#### STATED GOAL:
Could you reproduce each of the records below, word for word and unchanged?

#### DATA FOR THE TASK:
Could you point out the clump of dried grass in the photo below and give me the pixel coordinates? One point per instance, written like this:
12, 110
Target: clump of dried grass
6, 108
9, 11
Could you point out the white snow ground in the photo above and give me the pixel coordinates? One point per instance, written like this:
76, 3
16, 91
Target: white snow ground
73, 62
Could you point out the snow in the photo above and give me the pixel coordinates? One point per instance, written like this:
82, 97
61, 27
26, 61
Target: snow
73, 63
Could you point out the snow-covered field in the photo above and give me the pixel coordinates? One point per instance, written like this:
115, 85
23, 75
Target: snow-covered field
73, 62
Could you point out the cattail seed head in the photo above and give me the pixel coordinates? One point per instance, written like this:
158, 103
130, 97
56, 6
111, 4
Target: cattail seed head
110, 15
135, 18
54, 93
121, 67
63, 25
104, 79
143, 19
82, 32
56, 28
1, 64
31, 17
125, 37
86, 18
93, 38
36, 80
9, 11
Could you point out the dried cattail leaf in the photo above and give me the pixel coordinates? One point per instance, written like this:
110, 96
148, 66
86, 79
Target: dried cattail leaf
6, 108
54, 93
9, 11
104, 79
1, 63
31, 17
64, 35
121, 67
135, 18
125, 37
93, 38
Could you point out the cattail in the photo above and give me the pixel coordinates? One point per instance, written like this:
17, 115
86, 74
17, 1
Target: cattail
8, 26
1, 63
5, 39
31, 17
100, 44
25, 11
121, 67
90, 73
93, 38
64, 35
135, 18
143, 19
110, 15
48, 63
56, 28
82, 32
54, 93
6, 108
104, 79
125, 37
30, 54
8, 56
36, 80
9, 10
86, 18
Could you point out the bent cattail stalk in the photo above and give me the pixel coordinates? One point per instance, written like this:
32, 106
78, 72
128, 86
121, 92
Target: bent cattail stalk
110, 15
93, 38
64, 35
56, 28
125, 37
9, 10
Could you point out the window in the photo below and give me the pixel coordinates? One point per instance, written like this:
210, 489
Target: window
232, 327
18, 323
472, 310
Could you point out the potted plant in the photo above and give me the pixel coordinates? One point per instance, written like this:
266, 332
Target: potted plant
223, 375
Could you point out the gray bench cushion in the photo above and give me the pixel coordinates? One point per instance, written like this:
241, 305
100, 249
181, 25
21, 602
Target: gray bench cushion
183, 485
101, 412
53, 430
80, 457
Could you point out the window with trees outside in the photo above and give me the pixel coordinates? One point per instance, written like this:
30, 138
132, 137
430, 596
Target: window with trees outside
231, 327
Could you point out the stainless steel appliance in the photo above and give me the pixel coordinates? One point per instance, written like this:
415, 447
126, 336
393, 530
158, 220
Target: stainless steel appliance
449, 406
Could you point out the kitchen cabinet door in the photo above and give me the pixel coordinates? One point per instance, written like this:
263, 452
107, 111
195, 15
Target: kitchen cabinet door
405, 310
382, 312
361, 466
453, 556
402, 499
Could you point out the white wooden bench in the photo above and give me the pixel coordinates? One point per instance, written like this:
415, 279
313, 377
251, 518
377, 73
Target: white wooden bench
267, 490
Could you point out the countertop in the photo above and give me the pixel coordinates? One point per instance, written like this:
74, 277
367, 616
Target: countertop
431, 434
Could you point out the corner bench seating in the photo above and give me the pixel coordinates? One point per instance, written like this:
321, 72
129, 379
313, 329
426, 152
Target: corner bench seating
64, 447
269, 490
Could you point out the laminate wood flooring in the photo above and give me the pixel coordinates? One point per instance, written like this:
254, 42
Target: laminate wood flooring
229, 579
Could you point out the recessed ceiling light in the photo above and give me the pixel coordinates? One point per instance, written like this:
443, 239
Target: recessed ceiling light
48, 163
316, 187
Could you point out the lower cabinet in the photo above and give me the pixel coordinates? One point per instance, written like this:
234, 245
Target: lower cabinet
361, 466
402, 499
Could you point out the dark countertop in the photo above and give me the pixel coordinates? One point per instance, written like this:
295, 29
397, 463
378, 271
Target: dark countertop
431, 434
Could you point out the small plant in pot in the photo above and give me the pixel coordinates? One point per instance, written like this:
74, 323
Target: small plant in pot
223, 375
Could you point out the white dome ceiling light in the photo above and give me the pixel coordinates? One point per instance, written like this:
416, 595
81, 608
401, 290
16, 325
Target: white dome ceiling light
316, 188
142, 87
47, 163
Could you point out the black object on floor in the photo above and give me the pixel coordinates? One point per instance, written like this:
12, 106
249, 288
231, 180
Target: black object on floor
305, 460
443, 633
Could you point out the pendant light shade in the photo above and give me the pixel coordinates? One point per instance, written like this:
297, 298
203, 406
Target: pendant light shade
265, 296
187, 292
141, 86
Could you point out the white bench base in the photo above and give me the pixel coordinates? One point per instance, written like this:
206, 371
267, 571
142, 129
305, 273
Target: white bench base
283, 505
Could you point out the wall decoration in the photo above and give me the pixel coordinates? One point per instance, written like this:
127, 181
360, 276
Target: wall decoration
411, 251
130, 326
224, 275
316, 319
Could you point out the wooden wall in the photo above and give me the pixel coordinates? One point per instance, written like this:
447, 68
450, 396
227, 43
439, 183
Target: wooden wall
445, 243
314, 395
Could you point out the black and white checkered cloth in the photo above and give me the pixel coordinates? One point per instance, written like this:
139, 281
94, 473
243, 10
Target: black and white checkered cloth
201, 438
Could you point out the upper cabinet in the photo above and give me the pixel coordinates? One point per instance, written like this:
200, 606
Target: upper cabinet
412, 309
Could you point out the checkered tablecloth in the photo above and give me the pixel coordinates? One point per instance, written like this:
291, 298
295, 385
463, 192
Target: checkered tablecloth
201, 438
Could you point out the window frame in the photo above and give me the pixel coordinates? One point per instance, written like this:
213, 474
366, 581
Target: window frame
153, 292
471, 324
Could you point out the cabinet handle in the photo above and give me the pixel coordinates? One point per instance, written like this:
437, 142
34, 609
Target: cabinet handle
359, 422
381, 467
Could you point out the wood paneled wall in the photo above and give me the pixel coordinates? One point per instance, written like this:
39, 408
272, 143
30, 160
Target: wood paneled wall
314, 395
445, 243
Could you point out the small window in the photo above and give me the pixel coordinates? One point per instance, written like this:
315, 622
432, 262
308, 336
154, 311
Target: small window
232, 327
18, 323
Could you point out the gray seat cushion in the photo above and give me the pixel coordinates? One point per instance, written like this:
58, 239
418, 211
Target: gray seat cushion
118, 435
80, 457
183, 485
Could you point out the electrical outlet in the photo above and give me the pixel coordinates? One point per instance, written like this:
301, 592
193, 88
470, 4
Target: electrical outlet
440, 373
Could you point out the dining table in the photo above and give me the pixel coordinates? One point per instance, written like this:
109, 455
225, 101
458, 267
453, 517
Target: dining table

#### OUTPUT FOR THIS TASK:
Could you point out the clump of dried grass in the photo below and give me the pixel coordinates? One point per instance, written like this:
12, 110
Target: clump of dried grass
6, 108
9, 11
Could you point out the white snow ground in the photo above and give me the pixel coordinates? One point per instance, written like this:
76, 3
16, 91
Target: white snow ground
73, 62
Could you point out the snow in the photo above and give me the pixel coordinates? One point per instance, written like this:
82, 97
61, 27
26, 61
Target: snow
73, 63
Could you point out the snow-covered field in the photo above and give me the pixel coordinates? One point per instance, written like this:
115, 85
23, 75
Target: snow-covered field
73, 62
Could you point out the cattail seed head in the photo above and give me the pixel coordinates? One point per instance, written like this:
158, 103
130, 97
56, 6
111, 4
Target: cattail seed head
110, 15
135, 18
54, 93
121, 67
63, 25
104, 79
143, 19
82, 32
56, 28
1, 64
31, 17
125, 37
86, 18
93, 38
36, 80
9, 11
Could you point out the dried cattail leaf in the photo above and give me the pixel coordinates? One point per instance, written like this:
110, 96
148, 66
86, 79
Target: dried cattail leaf
6, 108
54, 93
9, 11
104, 79
1, 63
31, 17
64, 35
121, 67
135, 18
125, 37
93, 38
Could you point out the cattail in the photo above and give me the pixel coordinates? One point per instance, written like this:
17, 115
86, 74
17, 1
Target: cattail
8, 26
1, 63
5, 39
31, 17
100, 44
25, 11
121, 67
90, 73
93, 38
64, 35
135, 18
143, 19
110, 15
48, 63
56, 28
82, 32
54, 93
6, 108
104, 79
125, 37
30, 54
8, 56
36, 80
9, 10
86, 18
Could you point out the bent cattail stalk in the photo above and give me the pixel coordinates? One point per instance, written like this:
32, 106
78, 72
128, 86
121, 92
Target: bent cattail stalk
110, 15
93, 38
64, 35
56, 28
125, 37
9, 10
Could you point out the window in the photo below and give me the pixel coordinates? One point per instance, written like this:
210, 489
Target: window
232, 327
18, 323
472, 310
Could you point out the potted plant in the photo above and give me the pixel coordinates? One point per instance, written like this:
266, 332
Target: potted plant
223, 375
Could you point out the gray bench cushion in the photo above and give me the pixel coordinates? One point per instance, written like this:
241, 305
100, 249
181, 25
21, 602
Target: gray bench cushion
183, 485
101, 412
53, 430
80, 457
Could you point out the window with trees outside in the photo above and give me the pixel coordinates? One point per instance, written like this:
30, 138
132, 137
430, 596
Target: window with trees outside
231, 327
Could you point out the stainless steel appliance in the photo above and give me the pixel coordinates? One point per instance, written like this:
415, 447
126, 336
393, 530
158, 220
Target: stainless steel appliance
449, 406
Could you point out the kitchen cabinet door in the photo above and give me the pixel coordinates? One point per instance, written like this:
263, 452
107, 111
195, 15
Target: kitchen cabinet door
405, 310
382, 312
361, 466
453, 556
402, 499
Could you point out the white wooden bench in the photo above and give me the pixel coordinates? One point per instance, written like this:
415, 279
313, 377
251, 518
377, 73
Target: white wooden bench
267, 490
Could you point out the countertop in the photo above and give me the pixel coordinates? One point per instance, written like this:
74, 277
367, 616
Target: countertop
431, 434
Could you point out the corner bench seating in the photo above and give me the pixel coordinates? One point per instance, written like this:
321, 72
129, 379
313, 329
426, 152
Target: corner bench seating
64, 447
269, 490
Could you point out the laminate wood flooring in the photo above and give me the pixel coordinates? One point per instance, written like this:
254, 42
Target: laminate wood flooring
229, 579
Could you point out the recessed ceiling light in the photo above and give me the pixel coordinates? One point per instance, written like this:
443, 239
Target: recessed ceiling light
48, 163
316, 187
Could you point out the lower cabinet in the photo above and give me the pixel coordinates? One point per instance, written like this:
234, 245
Target: lower cabinet
361, 466
402, 499
Could you point out the dark countertop in the photo above and give me the pixel coordinates? One point per instance, written like this:
295, 29
397, 463
378, 271
Target: dark countertop
431, 434
Could you point out the small plant in pot in the photo above and give me the pixel coordinates? One point per instance, written like this:
74, 323
Target: small plant in pot
223, 375
Could you point out the white dome ceiling light in the photo above and give me the pixel coordinates? One point per instance, written like this:
416, 595
81, 608
401, 290
16, 325
Target: white dome ceiling light
316, 188
142, 87
47, 163
Could you point out the black object on floor in the photo above and give me the pixel coordinates? One point per instance, written like this:
12, 106
249, 288
231, 180
Target: black object on floor
305, 460
443, 633
Could you point out the pendant light shade in the photo above and give me the pixel coordinates? One point per instance, written like this:
297, 298
203, 406
Target: pendant light shade
265, 296
187, 292
141, 86
Could you point out the white bench base in the photo above and give me the pixel coordinates? One point per instance, written like this:
206, 371
267, 571
142, 129
305, 273
Target: white bench base
283, 505
Could you point out the wall decoration in the photo above and give me the pixel coordinates? One point per instance, written like this:
127, 181
360, 276
Target: wall decoration
411, 251
130, 326
224, 275
316, 319
Could you point out the wooden wall in the photo above and give me the pixel coordinates? One point per instance, written like this:
447, 68
450, 396
227, 43
439, 183
Target: wooden wall
445, 243
314, 395
Could you point out the black and white checkered cloth in the photo above and give me the pixel coordinates? One point per instance, written like this:
139, 281
94, 473
243, 10
Target: black and white checkered cloth
201, 438
Could you point out the upper cabinet in the photo above and give me the pixel coordinates? One point per instance, written like this:
200, 606
Target: upper cabinet
412, 309
Could you point out the checkered tablecloth in the photo above and give me the pixel coordinates? One point per instance, written like this:
291, 298
295, 385
463, 192
Target: checkered tablecloth
201, 438
Could you point out the window frame in the photo above and give me the pixel coordinates? One point per instance, written like this:
213, 474
366, 581
Target: window frame
153, 292
471, 324
Could you point out the cabinet handle in the photo above and give me the pixel coordinates? One point per instance, written like this:
437, 142
34, 609
Target: cabinet handle
359, 422
381, 467
Could you point out the wood paneled wall in the photo above and give me the pixel coordinates? One point per instance, written like this:
39, 408
272, 143
30, 160
Target: wood paneled wall
314, 395
445, 243
Could you point out the small window in the photo above and give me the pixel coordinates? One point per instance, written like this:
315, 622
432, 262
308, 336
154, 311
Target: small window
232, 327
18, 323
Could you point out the gray seat cushion in the photo above and give me the pixel coordinates? One point per instance, written like this:
58, 239
418, 211
Target: gray seat cushion
118, 435
80, 457
183, 485
Could you point out the electrical outlet in the photo above and give me the pixel coordinates? One point per instance, written like this:
301, 592
193, 88
470, 4
Target: electrical outlet
440, 373
Could you point out the dining table in the photo above and give me the pixel coordinates? One point per instance, written like this:
109, 455
225, 101
458, 267
453, 517
Target: dining table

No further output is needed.